▶ _Given exercise_: In the forum thread about the new Jacob ewe lamb that follows, what reason does the first poster give for loving Jacob sheep? Answer in one to three sentences.

▶ _Text_:
====

# NEW BABY JACOB EWE LAMB YESTERDAY



## jbourget (Aug 11, 2011)

Here she is, this is why i love the jacobs...they breed all year long, cylcing every 21 days until they are bred

first time mom with her baby, very protective and instinctive mothers. walked out and there she is. no help needed like all the primitive breeds.


----------



## Hillsvale (Aug 11, 2011)

awwww, I loved my jacob. Congratulations!


----------



## jodief100 (Aug 11, 2011)

The baby is sooo adorable!  Is it a little girl or boy?


----------



## bonbean01 (Aug 11, 2011)

awww...so adorable!  thanks for sharing this photo  Congratulations!!!


----------



## aggieterpkatie (Aug 12, 2011)

Congrats! She's very cute!


----------



## Ms. Research (Aug 13, 2011)

Congratulations!  And mom does look like she is ready to protect.  Good for her!     Never know about first time moms.  Looks like she's doing an excellent job.


----------



## jbourget (Sep 27, 2011)

She did a great job, and it is a little ewe lamb. 4 horned....even comming from a 2 horn mom, ill get some updated photos tomorrow shes very nice ill be keepign her for my flock


----------

====

▶ _Source data_:
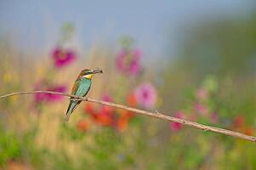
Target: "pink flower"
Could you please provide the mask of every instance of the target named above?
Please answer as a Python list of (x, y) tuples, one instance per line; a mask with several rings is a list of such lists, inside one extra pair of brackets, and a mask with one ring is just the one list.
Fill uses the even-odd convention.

====

▶ _Solution below_: The first poster loves Jacob sheep because they breed all year long, cycling every 21 days until they are bred.